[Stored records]

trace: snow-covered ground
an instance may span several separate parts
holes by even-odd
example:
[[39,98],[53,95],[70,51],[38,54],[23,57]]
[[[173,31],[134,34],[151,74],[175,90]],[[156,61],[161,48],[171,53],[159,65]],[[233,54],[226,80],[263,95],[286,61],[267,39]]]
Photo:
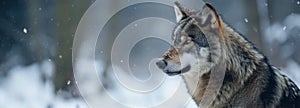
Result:
[[0,108],[87,108],[81,99],[64,99],[54,93],[53,72],[53,63],[48,60],[10,70],[0,79]]
[[[287,73],[299,86],[300,74],[297,72],[300,70],[299,64],[289,61],[288,67],[283,69],[284,71],[289,71]],[[56,95],[54,93],[54,85],[51,81],[51,77],[54,72],[53,63],[51,61],[44,61],[41,64],[33,64],[27,67],[16,66],[10,70],[7,77],[0,79],[0,108],[88,108],[88,105],[83,99],[65,99],[63,96]],[[42,76],[46,76],[46,80],[43,80]],[[177,82],[178,78],[173,78],[168,82],[174,84]],[[114,79],[114,83],[116,79]],[[174,86],[174,85],[171,85]],[[139,95],[133,94],[132,91],[124,89],[123,86],[116,84],[114,90],[107,92],[114,93],[113,98],[120,98],[126,101],[123,101],[121,104],[133,104],[132,102],[137,101],[139,104],[155,103],[153,99],[158,99],[157,96],[169,95],[170,89],[167,87],[162,88],[160,93],[154,94],[153,98],[143,98],[138,97]],[[187,96],[182,92],[179,97]],[[98,94],[101,95],[101,94]],[[96,96],[96,95],[95,95]],[[101,96],[99,103],[105,107],[121,107],[120,104],[109,105],[107,103],[108,99],[111,99],[109,95]],[[178,98],[178,97],[177,97]],[[97,98],[96,98],[97,99]],[[102,100],[102,101],[101,101]],[[119,99],[117,99],[119,100]],[[107,102],[105,102],[107,101]],[[127,102],[127,103],[126,103]],[[184,100],[178,99],[176,103],[172,106],[178,106],[178,108],[183,107],[182,103]],[[196,108],[193,102],[188,103],[186,108]]]
[[[54,65],[51,61],[45,60],[41,64],[36,63],[26,67],[16,66],[8,73],[7,77],[0,79],[0,108],[88,108],[84,99],[65,99],[63,96],[54,93],[54,85],[51,80],[54,74]],[[174,84],[178,83],[178,80],[181,79],[171,78],[171,82],[169,81],[167,83],[169,83],[171,87],[177,87]],[[113,83],[118,83],[117,79],[113,79],[113,81]],[[86,87],[88,86],[89,85],[86,85]],[[170,90],[168,88],[170,86],[164,86],[161,88],[161,92],[153,93],[150,96],[152,98],[149,98],[149,96],[146,98],[141,94],[132,93],[132,91],[127,90],[122,85],[116,84],[114,89],[106,91],[110,93],[110,95],[96,92],[98,94],[92,94],[92,97],[96,103],[99,103],[98,106],[101,108],[128,107],[134,106],[135,104],[150,105],[159,103],[157,99],[163,100],[161,99],[162,96],[172,95],[169,91],[174,90]],[[179,92],[176,99],[173,97],[172,103],[174,103],[174,101],[176,102],[171,106],[182,108],[186,102],[184,98],[188,95],[185,89],[180,89]],[[120,102],[120,100],[123,101]],[[88,104],[92,103],[88,102]],[[170,104],[163,106],[170,106]],[[186,107],[195,108],[195,103],[190,102]]]

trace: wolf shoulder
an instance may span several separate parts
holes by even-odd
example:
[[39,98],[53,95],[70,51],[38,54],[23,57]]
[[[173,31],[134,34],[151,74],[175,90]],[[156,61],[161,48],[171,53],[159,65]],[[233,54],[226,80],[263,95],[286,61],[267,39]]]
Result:
[[272,69],[277,79],[277,86],[282,90],[279,98],[279,108],[300,108],[300,89],[282,71],[274,66]]

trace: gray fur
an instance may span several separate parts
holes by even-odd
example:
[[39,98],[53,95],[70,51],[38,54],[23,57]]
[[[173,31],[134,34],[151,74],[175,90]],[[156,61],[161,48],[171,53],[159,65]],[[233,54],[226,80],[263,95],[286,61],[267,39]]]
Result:
[[[210,108],[300,107],[300,90],[293,81],[270,65],[251,42],[225,24],[211,5],[206,4],[201,12],[179,3],[176,6],[181,9],[177,12],[189,14],[180,18],[174,30],[174,48],[163,56],[162,62],[166,63],[163,70],[169,75],[180,74],[198,105],[212,70],[224,66],[224,81]],[[177,66],[176,70],[168,69],[172,66]]]

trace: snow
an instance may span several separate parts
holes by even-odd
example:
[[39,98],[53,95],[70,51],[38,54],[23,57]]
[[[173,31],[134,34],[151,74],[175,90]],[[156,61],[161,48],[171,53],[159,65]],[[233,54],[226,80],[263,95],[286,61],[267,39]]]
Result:
[[[284,19],[283,22],[275,22],[265,31],[265,40],[267,42],[279,42],[281,44],[281,55],[287,59],[287,64],[285,67],[282,67],[282,74],[285,74],[291,78],[298,85],[298,87],[300,86],[300,65],[295,60],[289,58],[295,53],[296,49],[291,47],[294,45],[294,43],[288,43],[287,39],[289,36],[293,35],[291,34],[294,33],[292,32],[293,29],[300,27],[300,22],[298,21],[299,19],[300,14],[291,13]],[[272,49],[270,50],[272,52]]]
[[300,19],[300,14],[299,13],[291,13],[283,21],[283,24],[288,26],[288,28],[299,27],[300,26],[300,22],[298,21],[299,19]]
[[265,6],[268,6],[268,3],[265,3]]
[[245,18],[244,20],[245,20],[246,23],[248,23],[248,19],[247,18]]
[[[129,1],[130,0],[128,0],[128,2]],[[299,5],[300,1],[297,1],[296,4]],[[262,3],[262,6],[263,5],[267,7],[268,3]],[[75,7],[74,4],[71,4],[71,6]],[[136,7],[134,9],[136,9]],[[38,8],[38,10],[42,11],[46,9]],[[272,18],[272,16],[270,17]],[[299,18],[299,14],[289,15],[282,23],[275,22],[269,26],[265,31],[267,42],[286,42],[290,30],[293,27],[300,26],[300,22],[298,21]],[[68,21],[69,20],[71,20],[71,17],[68,18]],[[54,21],[54,18],[50,18],[50,21]],[[248,18],[244,18],[244,21],[248,24],[252,22],[251,20],[249,23]],[[57,23],[56,25],[60,26],[60,23]],[[134,27],[139,26],[141,25],[134,24]],[[253,30],[258,32],[257,28],[253,28]],[[27,34],[31,30],[28,30],[27,28],[20,28],[19,31]],[[284,53],[286,54],[284,55],[285,57],[289,57],[293,53],[290,46],[287,46],[287,48],[284,49],[286,50],[283,51],[286,52]],[[270,49],[270,51],[272,50],[273,49]],[[103,54],[104,52],[100,51],[100,53]],[[58,57],[62,59],[63,56],[59,55]],[[127,60],[119,59],[119,62],[125,64],[124,62],[127,62]],[[9,72],[7,72],[8,75],[5,78],[0,78],[0,108],[88,108],[88,105],[83,99],[65,99],[63,96],[55,94],[53,84],[53,75],[55,72],[53,63],[52,59],[46,59],[40,64],[35,63],[30,66],[15,66],[13,69],[9,70]],[[124,85],[120,83],[119,79],[117,79],[113,74],[113,69],[108,70],[109,72],[107,73],[110,73],[109,75],[112,77],[111,80],[109,80],[109,84],[114,87],[110,89],[104,87],[95,88],[95,86],[98,85],[99,79],[93,79],[94,77],[91,76],[94,74],[88,73],[89,71],[93,71],[92,68],[89,68],[89,66],[93,65],[94,61],[87,60],[80,62],[79,64],[80,66],[75,68],[80,68],[79,70],[82,70],[82,73],[78,76],[85,82],[68,80],[67,82],[62,83],[65,83],[66,85],[70,85],[71,83],[72,85],[74,83],[84,83],[84,87],[82,87],[82,89],[87,90],[87,93],[91,93],[89,95],[90,97],[85,99],[92,98],[95,103],[98,103],[97,105],[101,105],[102,107],[119,108],[124,107],[124,105],[135,107],[151,106],[154,104],[164,103],[166,99],[170,99],[171,104],[166,104],[164,105],[165,107],[182,108],[185,103],[184,107],[186,108],[196,108],[193,101],[186,102],[185,98],[189,95],[187,94],[185,87],[175,88],[178,86],[177,82],[182,82],[182,79],[178,77],[167,77],[168,81],[164,82],[159,89],[156,89],[157,91],[154,91],[151,94],[138,94],[128,88],[125,88]],[[97,66],[99,66],[96,67],[99,71],[97,75],[99,75],[101,79],[103,77],[101,76],[103,73],[103,65],[99,63]],[[137,67],[136,64],[133,64],[133,66]],[[288,59],[286,66],[287,67],[282,68],[284,74],[289,76],[289,78],[300,86],[300,65],[296,61]],[[125,77],[126,82],[130,82],[130,76],[125,75]],[[174,92],[177,94],[175,95]],[[108,95],[105,95],[105,93]],[[112,98],[114,98],[113,101],[110,101]]]
[[[141,91],[140,88],[148,87],[148,83],[140,85],[132,76],[128,75],[119,67],[111,66],[107,71],[107,78],[102,83],[110,84],[109,87],[99,87],[99,80],[95,77],[91,65],[96,64],[98,75],[103,73],[103,63],[89,59],[78,60],[75,63],[75,80],[84,97],[91,107],[105,107],[105,108],[120,108],[120,107],[162,107],[162,108],[196,108],[193,101],[188,101],[189,94],[183,84],[183,80],[177,77],[166,77],[161,85],[150,91]],[[118,75],[118,77],[116,77]],[[110,80],[107,80],[110,79]],[[78,81],[78,82],[77,82]],[[143,86],[143,87],[142,87]],[[149,90],[149,87],[146,88]],[[99,103],[100,102],[100,103]],[[105,103],[105,104],[101,104]]]
[[282,30],[285,31],[286,30],[286,26],[283,26]]
[[300,27],[300,14],[290,14],[285,18],[283,23],[274,23],[265,30],[265,39],[267,42],[283,43],[287,40],[291,30],[295,27]]
[[24,32],[25,34],[27,34],[27,29],[26,29],[26,28],[23,28],[23,32]]
[[272,42],[280,42],[283,43],[287,40],[287,34],[283,30],[284,27],[282,25],[276,23],[265,31],[266,33],[266,41],[269,43]]
[[[5,83],[0,83],[0,108],[87,108],[80,99],[66,100],[55,95],[49,79],[53,71],[53,64],[46,61],[11,69],[8,76],[1,79]],[[45,81],[43,73],[47,77]]]
[[300,65],[294,60],[288,60],[287,67],[283,68],[283,73],[291,78],[300,87]]
[[71,84],[71,81],[69,80],[68,82],[67,82],[67,85],[70,85]]

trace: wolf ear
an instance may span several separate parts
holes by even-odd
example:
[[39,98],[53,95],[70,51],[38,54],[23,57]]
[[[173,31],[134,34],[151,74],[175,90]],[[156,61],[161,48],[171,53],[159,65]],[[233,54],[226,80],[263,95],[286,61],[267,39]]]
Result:
[[211,62],[217,64],[220,60],[224,60],[226,37],[223,33],[223,21],[219,18],[216,10],[210,4],[205,4],[201,12],[197,12],[193,18],[193,23],[198,25],[205,35],[209,47],[212,48],[210,51],[211,58],[213,58]]
[[214,35],[223,35],[222,19],[219,18],[217,11],[212,5],[206,3],[202,11],[196,15],[196,20],[204,31],[213,33]]
[[176,21],[179,22],[182,19],[187,18],[191,14],[195,13],[195,10],[188,9],[183,7],[179,2],[175,2],[175,15],[176,15]]

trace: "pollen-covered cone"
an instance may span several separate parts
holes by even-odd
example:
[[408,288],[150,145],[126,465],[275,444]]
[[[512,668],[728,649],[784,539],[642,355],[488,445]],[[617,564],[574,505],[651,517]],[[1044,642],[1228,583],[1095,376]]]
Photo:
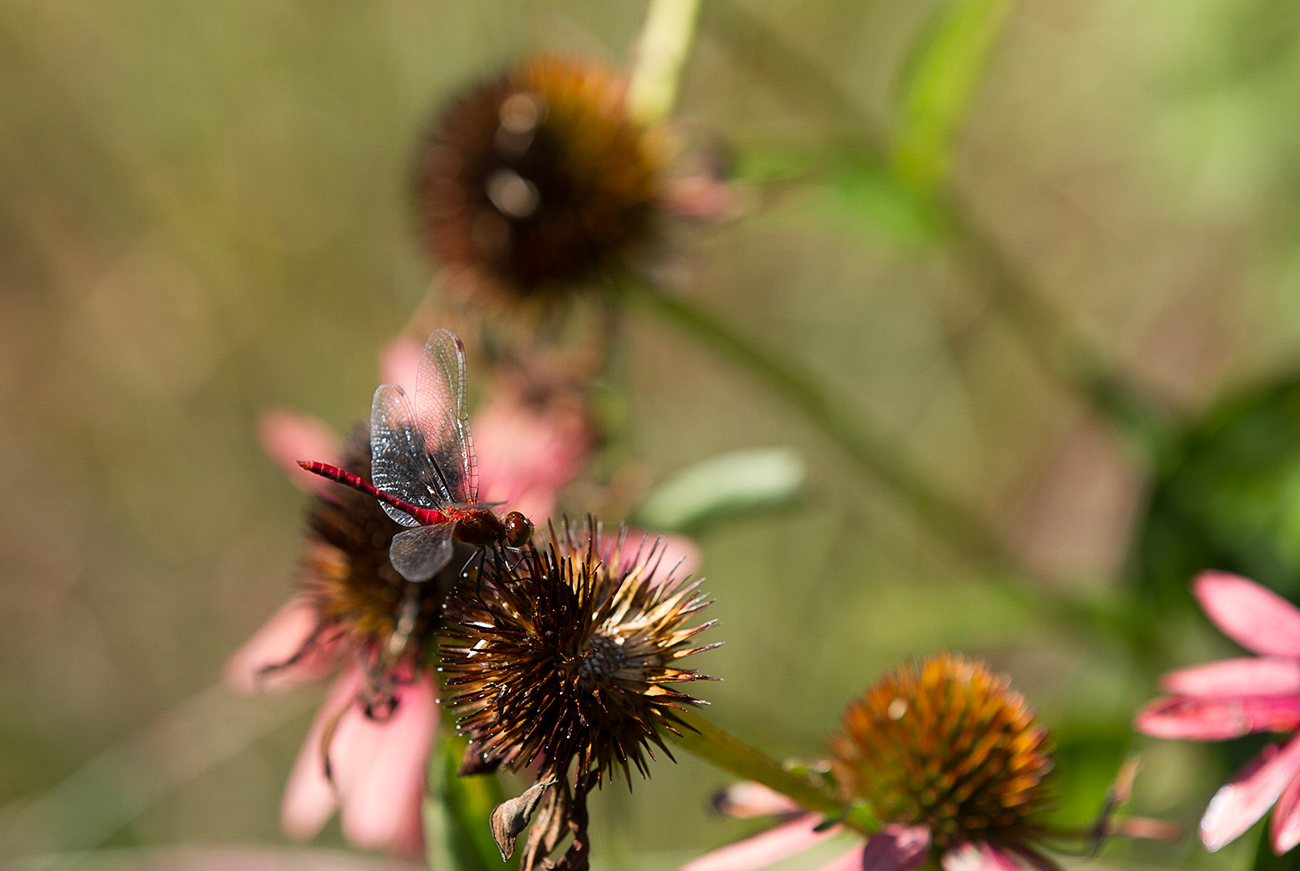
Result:
[[1025,846],[1047,804],[1051,741],[1010,681],[957,654],[905,664],[849,704],[830,741],[846,796],[925,826],[940,852]]
[[454,289],[553,298],[648,247],[663,161],[625,91],[597,64],[537,57],[451,104],[421,152],[416,197]]
[[658,540],[620,533],[611,547],[594,525],[566,525],[453,592],[445,702],[485,758],[537,764],[539,779],[563,779],[571,763],[598,781],[615,766],[648,773],[661,730],[699,704],[674,686],[702,679],[680,662],[707,649],[692,639],[711,625],[685,625],[707,602],[661,557]]

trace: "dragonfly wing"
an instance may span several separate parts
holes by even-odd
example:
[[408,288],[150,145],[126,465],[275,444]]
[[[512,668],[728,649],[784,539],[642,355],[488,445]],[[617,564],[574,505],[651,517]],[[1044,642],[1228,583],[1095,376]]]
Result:
[[448,502],[478,502],[478,461],[465,397],[465,346],[451,330],[429,334],[415,376],[415,411]]
[[[419,508],[440,508],[454,501],[425,450],[411,401],[396,384],[379,385],[370,405],[370,481]],[[379,504],[403,526],[416,525],[405,511]]]
[[408,581],[420,583],[442,571],[451,562],[451,524],[418,526],[393,536],[388,560]]

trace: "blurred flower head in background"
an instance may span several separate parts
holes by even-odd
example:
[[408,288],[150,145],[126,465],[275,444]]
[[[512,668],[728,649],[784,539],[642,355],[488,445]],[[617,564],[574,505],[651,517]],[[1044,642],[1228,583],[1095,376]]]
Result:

Your goal> Tally the lines of the data that contain the word "trace", and give only that tally.

Task output> 8